> _Study questions_:
**a.** Name every South African province mentioned in the article on initiation school abductions.
**b.** From the article on initiation school abductions, set down the stretch from "Chief Nsizwa Mahlangu, of the Ndzundza Urban Regional Council in" through "law. Photo: Supplied." word for word.

> _Selected excerpt_:
Chief Warns Initiation School Owners To Refrain From Abducting Initiates 

A Mpumalanga traditional leader warned initiation school owners and traditional surgeons to refrain from abducting initiates and taking them to the mountains for ritual passage without the consent of their parents. Chief Nsizwa Mahlangu, of the Ndzundza Urban Regional Council at Hlalanikahle Township in Emalahleni, said the practice violated children’s rights and was also a money-making scheme.

Mahlangu’s warning comes after he and Mpumalanga police rescued 17 young men last week after they were forcefully taken to the initiation school in Kriel, near Middelburg. The boys are aged between 16 and 21 years. 

In an interview with African Times, Mahlangu, a senior Provincial Initiation Coordinating Committee member, said they were investigating similar cases in Mpumalanga. 

“Most of the people who are doing this barbaric act are the people who operate initiation schools. The kidnapping of young men is mostly happening in the Mpumalanga Highveld. We would like to warn them that they must stop this because they are violating the children’s rights,” said Chief Mahlangu.

“Some of the school’s owners take these children to their schools because they want parents to pay some fees as a penalty that their children entered their schools.”

Chief Nsizwa Mahlangu, of the Ndzundza Urban Regional Council in Emalahleni, Mpumalanga, has warned initiation school owners to refrain from abducting initiates and thus violating the law. Photo: Supplied.

The 2023 initiation school season officially opened this month and will run until August. Chief Mahlangu said they worked closely with community members, traditional leaders and the police to fight against the scourge. The chief said those found guilty of taking people to their school without following proper procedure would face harsh penalties.

Mpumalanga police spokesperson, Colonel Donald Mdluli, has commended Chief Mahlangu and other traditional leaders for helping bring back the abducted young men.

“The young men were sought by their families. A team consisting of members of the police working in conjunction with the traditional leadership led by uNdabezitha Nsizwa Mahlangu managed to bring back all the initiates safely and in good health condition,” Mdluli said in a statement.

Initiates Lesedi Magaele and Hlogi Malebana are welcomed home with gifts of cash on their graduation from traditional initiation in Badimong near Turfloop in Limpopo province. The tradition dates back centuries and marks the coming of age of boys and girls into adulthood. While it has been marred by cases of hundreds of deaths in the Eastern Cape there have been no reported deaths of initiates in Limpopo ion many years. Traditional surgeons work together with officials and doctors from the department of health to monitor the health of initiates. Members of the SAPS assisted by traditional leaders monitor the certification and compliance of traditional surgeons who are accredited by a joint body of government departments and traditional authorities. Photo: Lucas LedwabaMukurukuru Media

In Mpumalanga, it is common for initiation schools to abduct children and take them to their schools without the consent of their parents. Last year, about 50 young men were rescued by the police and traditional leaders after forcefully being taken to different schools – violating the law.

According to Section 28 of the Customary Initiation Act of 2021, taking people to initiation schools is illegal without the parents’ consent. Furthermore, the act states that “initiation is a voluntary customary practice and no person may be forced or coerced into attending any initiation school or undergo any initiation practices”.

It adds that “no person may attend an initiation school unless all the relevant consent requirements of this section have been complied with and a medical certificate contemplated in section 22(1)(c) has been issued in respect of such person”. 

Over the past two decades, thousands of boys and young men have died in initiation schools nationwide. More than 700 initiates have died in the Eastern Cape since 2012, according to the Commission for the Promotion and Protection of the Rights of Cultural, Religious and Linguistic Communities. Limpopo, Eastern Cape, Mpumalanga and North-West are the main areas where the right of passage is practised.

Text-to-region grounding data
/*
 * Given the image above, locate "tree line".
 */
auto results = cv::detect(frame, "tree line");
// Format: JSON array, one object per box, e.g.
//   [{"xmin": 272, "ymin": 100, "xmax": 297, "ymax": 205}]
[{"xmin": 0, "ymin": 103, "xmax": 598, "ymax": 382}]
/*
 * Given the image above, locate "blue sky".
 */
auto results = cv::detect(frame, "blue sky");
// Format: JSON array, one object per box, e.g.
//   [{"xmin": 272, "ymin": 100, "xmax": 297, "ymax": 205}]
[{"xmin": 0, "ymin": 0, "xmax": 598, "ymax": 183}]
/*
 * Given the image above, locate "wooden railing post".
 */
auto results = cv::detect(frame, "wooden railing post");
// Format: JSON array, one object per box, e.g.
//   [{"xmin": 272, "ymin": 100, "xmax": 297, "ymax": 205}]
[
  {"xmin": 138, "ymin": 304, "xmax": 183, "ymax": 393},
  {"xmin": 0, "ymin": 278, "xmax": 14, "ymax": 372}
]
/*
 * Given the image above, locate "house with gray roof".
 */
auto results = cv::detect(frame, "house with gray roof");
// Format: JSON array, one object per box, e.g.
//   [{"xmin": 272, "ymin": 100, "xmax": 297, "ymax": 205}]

> _Results of the tasks_:
**a.** Mpumalanga, Limpopo, Eastern Cape, North-West

**b.**
Chief Nsizwa Mahlangu, of the Ndzundza Urban Regional Council in Emalahleni, Mpumalanga, has warned initiation school owners to refrain from abducting initiates and thus violating the law. Photo: Supplied.